===== Text provided =====

Akinmusire: You know, you can maybe name four or five of them and those happen by accident. So I wanted to address that challenge and I also wanted to address the challenge of endurance. So yeah, I’ve studied a lot of orchestration, a lot of scores, when I first started because I’ve always been a big Ravel fan, really into Ravel and how much sound he can get out of solo piano. It sounds so much bigger. A lot of stuff that we’re playing like track two, “Yessss,” that part where the bass, he’s actually playing sort of like the tenor voice and not the bass and the piano player is playing and I’m playing a sort of soprano voice, a top voice and it makes it sound a lot bigger because the base is down an octave on the second voice, so just little things like that. I have the piano doubling the trumpet and for some reason that makes it sound bigger. Because my sound is so dark and pianos are usually bright and when you put those two things together it sort of makes it a little bit bigger and also I can get a specific tuning. I like to tune to 442, 443 [Hz].

Rail: Oh! Okay.

Akinmusire: Yeah, because for me, it makes it a lot warmer, a lot bigger. It like sits on top of everything.

Rail: But you keep the piano at the standard 440 tuning right?

Akinmusire: I keep the piano at the standard 440 and that’s where Europe is or a little bit higher. And when we go to Europe, I pull out a little bit, I mean I push in, make it a little bit sharp, I always want to be like a…

Rail: That’s what violinists who play in front of orchestras do a lot just to get that little separation.

===== Given information =====

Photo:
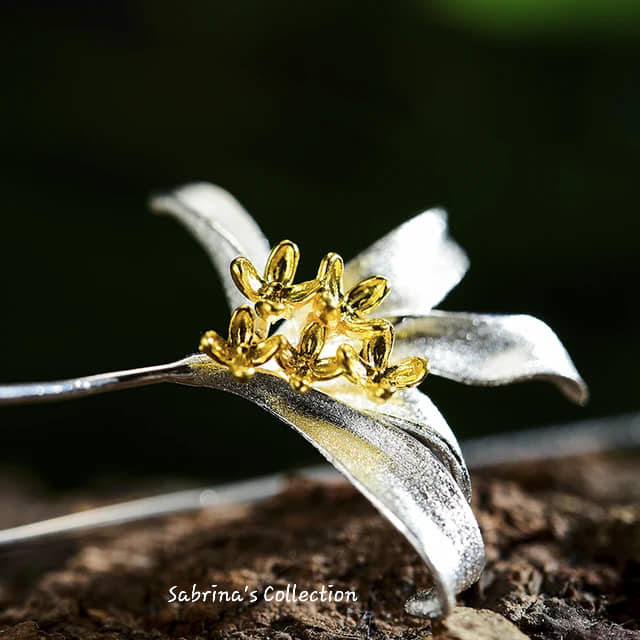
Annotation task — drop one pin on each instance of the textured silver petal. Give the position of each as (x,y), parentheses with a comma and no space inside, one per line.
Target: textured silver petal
(221,224)
(395,468)
(487,349)
(419,259)
(412,411)
(401,476)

=====

Set down, word for word, everything in the interview from "Rail: But you" down to "that little separation.". Rely only on the interview.

Output of the task
Rail: But you keep the piano at the standard 440 tuning right?

Akinmusire: I keep the piano at the standard 440 and that’s where Europe is or a little bit higher. And when we go to Europe, I pull out a little bit, I mean I push in, make it a little bit sharp, I always want to be like a…

Rail: That’s what violinists who play in front of orchestras do a lot just to get that little separation.